- **TASK INSTRUCTIONS**
1. From the home-schooling tips, transcribe the part that begins with the words containing "Social Interaction: Using" and ends with "into the day.".
2. Pick up the tips on children's schooling and social contact at home where they stop, and continue writing them.

Schooling:  Most schools are requiring online work.  To keep things “normalized,” treat this time home-school.

  • Do have children awaken and go through their morning routine as if they were going to school.
  • Do set up a specific study area.
  • Do use a cardboard box to set-up a three-sided study area, using duct tape. Cut the box up so that you duct tape a front and two sides together.  When “school” is out, take down the “walls” and fold them up until the next day.
  • Do use paper and pencil to have a dialing “get this done” to-do list for school each day.
  • Do establish lunch time, using a packed lunch to make it as true to school as you can.

Social Interaction: Using technology to connect is already in most children’s skill sets when it comes to non-family members.  To keep things “normalized,” try these tips

  • Do have children online socialize with their friends during the home-school lunch period and any recess times you build into the day.
  • Do have the children set-up times (or if younger, parents set up with other parents) that schedule interactions online, trying to use the same time every day.
  • Do begin to build in fun family activities daily, such as board games or family movie time, to use the family as a way of continuing social contact.

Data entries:
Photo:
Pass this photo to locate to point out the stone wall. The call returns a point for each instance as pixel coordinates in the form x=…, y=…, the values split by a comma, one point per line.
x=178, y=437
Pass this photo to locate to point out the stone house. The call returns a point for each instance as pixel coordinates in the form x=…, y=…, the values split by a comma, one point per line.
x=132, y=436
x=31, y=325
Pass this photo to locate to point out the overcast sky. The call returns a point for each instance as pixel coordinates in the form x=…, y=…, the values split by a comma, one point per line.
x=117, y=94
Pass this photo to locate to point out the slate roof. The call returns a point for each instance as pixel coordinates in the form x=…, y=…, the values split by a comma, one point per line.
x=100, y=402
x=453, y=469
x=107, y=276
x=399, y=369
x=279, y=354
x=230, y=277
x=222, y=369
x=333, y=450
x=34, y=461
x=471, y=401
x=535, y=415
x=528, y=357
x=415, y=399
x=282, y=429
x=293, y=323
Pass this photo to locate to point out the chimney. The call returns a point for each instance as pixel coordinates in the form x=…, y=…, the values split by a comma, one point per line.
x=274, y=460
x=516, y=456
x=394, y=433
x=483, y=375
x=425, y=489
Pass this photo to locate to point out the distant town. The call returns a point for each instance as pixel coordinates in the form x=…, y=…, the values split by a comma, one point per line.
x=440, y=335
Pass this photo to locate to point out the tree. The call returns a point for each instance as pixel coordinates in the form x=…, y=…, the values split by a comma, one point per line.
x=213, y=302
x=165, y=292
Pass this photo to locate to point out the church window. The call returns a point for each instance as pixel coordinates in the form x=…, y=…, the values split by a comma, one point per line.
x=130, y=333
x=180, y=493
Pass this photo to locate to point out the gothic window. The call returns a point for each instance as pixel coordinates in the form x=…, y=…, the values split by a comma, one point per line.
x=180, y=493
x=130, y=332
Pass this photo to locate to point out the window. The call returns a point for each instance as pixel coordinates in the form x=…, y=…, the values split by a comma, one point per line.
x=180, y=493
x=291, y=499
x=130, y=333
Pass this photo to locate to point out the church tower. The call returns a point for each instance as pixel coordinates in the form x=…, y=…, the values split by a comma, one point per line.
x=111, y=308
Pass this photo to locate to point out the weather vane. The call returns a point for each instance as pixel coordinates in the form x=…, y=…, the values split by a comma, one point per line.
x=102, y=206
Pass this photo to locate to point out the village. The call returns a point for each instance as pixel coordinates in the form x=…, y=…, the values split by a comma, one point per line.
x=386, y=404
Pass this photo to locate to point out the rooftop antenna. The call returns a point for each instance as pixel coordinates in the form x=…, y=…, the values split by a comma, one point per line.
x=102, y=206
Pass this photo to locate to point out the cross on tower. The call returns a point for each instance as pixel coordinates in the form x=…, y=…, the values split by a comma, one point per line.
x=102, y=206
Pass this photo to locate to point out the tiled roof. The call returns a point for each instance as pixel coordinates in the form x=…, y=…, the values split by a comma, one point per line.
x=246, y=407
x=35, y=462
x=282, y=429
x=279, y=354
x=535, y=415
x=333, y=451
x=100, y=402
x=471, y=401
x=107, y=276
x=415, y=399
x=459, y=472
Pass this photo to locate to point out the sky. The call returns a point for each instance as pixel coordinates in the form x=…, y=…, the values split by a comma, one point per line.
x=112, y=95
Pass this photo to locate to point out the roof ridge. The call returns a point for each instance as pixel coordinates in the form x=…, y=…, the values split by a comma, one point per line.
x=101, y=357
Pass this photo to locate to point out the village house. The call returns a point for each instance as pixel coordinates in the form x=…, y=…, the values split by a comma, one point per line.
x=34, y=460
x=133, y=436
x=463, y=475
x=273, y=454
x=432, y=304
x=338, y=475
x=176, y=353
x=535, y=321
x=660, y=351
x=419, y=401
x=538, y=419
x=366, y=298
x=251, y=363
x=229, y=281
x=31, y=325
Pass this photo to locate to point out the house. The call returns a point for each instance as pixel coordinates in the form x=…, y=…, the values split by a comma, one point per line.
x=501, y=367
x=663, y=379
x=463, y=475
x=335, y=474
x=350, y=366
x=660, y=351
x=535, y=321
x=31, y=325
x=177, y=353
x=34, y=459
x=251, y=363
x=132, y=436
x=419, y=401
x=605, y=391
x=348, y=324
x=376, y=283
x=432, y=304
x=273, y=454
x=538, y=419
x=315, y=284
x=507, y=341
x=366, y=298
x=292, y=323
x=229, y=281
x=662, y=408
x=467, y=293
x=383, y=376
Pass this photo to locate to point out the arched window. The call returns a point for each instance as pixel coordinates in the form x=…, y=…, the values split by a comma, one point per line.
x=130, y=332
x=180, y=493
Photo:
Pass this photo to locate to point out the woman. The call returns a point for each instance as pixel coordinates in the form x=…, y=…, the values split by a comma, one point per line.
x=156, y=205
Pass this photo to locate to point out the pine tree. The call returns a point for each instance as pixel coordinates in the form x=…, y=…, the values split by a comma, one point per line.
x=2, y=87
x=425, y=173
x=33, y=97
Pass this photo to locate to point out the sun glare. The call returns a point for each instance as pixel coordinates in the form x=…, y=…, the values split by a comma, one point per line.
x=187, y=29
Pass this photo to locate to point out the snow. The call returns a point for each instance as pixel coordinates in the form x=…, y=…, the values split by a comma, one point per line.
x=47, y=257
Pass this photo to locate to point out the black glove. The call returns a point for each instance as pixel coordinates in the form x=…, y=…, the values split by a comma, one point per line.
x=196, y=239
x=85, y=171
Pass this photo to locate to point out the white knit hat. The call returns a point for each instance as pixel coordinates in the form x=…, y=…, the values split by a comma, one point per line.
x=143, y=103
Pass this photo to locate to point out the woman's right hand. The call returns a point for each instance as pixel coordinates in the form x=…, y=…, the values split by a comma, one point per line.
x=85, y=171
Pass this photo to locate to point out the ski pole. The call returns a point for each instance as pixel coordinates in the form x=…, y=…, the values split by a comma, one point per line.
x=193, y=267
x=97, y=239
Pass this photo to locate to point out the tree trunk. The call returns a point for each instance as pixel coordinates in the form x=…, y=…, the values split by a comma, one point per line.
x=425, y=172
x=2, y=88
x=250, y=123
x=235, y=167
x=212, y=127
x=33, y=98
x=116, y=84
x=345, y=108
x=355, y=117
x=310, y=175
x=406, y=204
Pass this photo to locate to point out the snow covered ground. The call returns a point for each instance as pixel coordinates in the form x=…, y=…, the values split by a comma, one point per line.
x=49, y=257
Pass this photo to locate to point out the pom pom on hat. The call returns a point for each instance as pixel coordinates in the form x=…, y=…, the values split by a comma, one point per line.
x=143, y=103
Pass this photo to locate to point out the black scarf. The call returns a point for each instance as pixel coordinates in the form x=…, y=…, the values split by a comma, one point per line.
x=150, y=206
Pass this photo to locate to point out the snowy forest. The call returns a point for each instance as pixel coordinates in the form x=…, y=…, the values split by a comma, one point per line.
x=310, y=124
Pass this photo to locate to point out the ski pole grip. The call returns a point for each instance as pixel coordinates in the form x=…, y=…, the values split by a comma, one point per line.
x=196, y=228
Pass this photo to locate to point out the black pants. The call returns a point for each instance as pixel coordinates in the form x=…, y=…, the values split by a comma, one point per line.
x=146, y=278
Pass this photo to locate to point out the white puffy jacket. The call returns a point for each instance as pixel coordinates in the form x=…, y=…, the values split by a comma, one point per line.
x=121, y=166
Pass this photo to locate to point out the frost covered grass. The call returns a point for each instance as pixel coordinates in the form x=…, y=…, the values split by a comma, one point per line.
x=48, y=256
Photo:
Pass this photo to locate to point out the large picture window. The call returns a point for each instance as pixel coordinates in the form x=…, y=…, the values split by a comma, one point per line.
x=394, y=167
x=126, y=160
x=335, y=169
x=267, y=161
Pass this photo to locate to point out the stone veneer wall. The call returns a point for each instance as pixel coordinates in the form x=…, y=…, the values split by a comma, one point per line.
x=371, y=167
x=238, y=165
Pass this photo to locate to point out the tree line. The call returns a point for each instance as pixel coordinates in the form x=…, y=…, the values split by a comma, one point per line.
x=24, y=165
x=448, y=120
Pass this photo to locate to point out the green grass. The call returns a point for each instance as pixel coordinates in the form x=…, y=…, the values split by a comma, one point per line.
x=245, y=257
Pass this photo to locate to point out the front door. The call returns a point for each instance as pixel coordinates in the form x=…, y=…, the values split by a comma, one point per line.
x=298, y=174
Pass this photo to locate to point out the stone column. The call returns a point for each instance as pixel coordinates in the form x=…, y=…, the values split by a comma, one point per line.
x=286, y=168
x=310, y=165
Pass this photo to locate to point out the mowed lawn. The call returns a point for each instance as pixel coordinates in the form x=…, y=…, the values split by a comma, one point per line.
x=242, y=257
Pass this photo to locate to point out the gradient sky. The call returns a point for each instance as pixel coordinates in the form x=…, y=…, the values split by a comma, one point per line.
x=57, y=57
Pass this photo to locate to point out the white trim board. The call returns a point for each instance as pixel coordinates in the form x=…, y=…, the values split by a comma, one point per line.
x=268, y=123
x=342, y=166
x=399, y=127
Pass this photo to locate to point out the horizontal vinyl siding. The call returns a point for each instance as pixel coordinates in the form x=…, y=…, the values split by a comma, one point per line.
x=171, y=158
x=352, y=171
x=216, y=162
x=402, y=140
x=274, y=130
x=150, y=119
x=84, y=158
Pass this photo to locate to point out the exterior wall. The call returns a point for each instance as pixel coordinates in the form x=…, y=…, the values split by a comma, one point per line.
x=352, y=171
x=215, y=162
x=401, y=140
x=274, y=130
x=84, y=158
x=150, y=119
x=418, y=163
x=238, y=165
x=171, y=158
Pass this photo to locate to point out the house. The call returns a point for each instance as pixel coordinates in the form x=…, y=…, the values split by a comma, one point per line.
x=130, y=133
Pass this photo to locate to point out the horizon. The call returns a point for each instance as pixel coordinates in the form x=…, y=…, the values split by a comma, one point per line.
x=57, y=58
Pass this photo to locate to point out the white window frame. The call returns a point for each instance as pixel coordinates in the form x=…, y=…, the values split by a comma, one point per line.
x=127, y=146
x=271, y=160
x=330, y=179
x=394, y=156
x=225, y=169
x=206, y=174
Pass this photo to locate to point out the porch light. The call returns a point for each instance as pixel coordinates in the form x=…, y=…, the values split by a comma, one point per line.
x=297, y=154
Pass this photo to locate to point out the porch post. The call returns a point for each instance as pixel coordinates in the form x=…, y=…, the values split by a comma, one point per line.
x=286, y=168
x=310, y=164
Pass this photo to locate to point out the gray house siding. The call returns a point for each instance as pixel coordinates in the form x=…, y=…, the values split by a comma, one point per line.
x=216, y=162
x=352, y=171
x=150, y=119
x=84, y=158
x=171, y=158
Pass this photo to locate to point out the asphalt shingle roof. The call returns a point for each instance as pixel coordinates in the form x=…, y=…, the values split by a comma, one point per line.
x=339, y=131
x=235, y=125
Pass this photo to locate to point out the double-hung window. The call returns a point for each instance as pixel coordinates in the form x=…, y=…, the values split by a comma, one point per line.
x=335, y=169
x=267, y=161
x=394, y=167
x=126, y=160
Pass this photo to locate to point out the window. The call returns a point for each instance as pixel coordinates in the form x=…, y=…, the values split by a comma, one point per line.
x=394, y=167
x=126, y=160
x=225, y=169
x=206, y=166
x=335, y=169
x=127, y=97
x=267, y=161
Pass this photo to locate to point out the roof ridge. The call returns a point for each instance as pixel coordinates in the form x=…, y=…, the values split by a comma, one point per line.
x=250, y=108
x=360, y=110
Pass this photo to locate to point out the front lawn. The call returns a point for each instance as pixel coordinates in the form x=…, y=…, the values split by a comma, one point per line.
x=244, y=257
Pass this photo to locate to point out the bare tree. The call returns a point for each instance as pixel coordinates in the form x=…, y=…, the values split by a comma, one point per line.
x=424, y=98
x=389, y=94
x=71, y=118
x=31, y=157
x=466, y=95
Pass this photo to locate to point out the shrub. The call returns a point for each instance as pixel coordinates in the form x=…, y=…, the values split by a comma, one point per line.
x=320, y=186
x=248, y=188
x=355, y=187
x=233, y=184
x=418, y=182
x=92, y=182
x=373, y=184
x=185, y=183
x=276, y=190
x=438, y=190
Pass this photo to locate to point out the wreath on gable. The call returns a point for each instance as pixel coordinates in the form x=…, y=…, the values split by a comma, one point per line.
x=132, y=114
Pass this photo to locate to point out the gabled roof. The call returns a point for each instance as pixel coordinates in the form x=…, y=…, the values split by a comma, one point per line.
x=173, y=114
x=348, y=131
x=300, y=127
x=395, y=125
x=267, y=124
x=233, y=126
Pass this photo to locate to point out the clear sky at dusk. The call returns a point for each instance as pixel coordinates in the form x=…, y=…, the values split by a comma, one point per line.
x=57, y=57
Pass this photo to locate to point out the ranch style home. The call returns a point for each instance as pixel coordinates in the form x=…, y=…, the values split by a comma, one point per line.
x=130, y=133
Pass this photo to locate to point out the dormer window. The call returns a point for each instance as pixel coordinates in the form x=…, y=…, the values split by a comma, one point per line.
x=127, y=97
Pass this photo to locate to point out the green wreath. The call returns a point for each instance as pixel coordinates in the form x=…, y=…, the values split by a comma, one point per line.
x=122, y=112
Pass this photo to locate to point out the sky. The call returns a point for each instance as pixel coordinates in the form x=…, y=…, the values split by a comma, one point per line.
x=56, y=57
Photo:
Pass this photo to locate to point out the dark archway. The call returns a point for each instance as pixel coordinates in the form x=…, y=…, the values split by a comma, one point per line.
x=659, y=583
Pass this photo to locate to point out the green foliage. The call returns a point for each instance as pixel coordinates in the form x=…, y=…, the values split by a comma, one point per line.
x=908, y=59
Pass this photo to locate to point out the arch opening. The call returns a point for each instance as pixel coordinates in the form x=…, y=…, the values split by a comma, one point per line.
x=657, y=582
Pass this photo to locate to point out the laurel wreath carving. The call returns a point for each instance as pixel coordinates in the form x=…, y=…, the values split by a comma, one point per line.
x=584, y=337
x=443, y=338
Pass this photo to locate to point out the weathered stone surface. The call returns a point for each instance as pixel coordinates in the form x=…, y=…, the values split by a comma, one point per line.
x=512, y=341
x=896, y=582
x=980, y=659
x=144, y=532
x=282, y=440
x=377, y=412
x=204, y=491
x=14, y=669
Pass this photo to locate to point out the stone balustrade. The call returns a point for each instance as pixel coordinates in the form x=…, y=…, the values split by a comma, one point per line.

- **RESPONSES TO THE EXERCISE**
1.
Social Interaction: Using technology to connect is already in most children’s skill sets when it comes to non-family members.  To keep things “normalized,” try these tips

  • Do have children online socialize with their friends during the home-school lunch period and any recess times you build into the day.

2.
Talking About COVID-19:  Every year, we talk to our children about colds and the flu.  The vast majority of us do it when it’s cold outside and when we take them for the flu vaccine.  Using those times as a model, “normalize” your conversations about COVID-19 by using similar language, but if your child is very anxious, try these tips

  • Do allow them to talk about their fears while keeping a cooler head
  • Do use the F E A R approach to working through their fears:
    • F: Talk about the fear and how others get scared too
    • E: Have your child share expecting bad things to happen ideas to hear their scary thoughts out loud
    • A: Help your child recall other times they were afraid but came up with ways of handling it using alternative ideas (I could instead wash my hands, instead not touch my face, instead stay an arm’s length away if I’m outside) instead) and alternative actions to cope with being afraid (fun-time hand washing, silly touching my hips/knees/toes, hold out my arms and helicopter spin to see how far apart I am).
    • R: Help your child notice how well things turned out every day as the result of coping and reward themselves with pats on the back or a treat.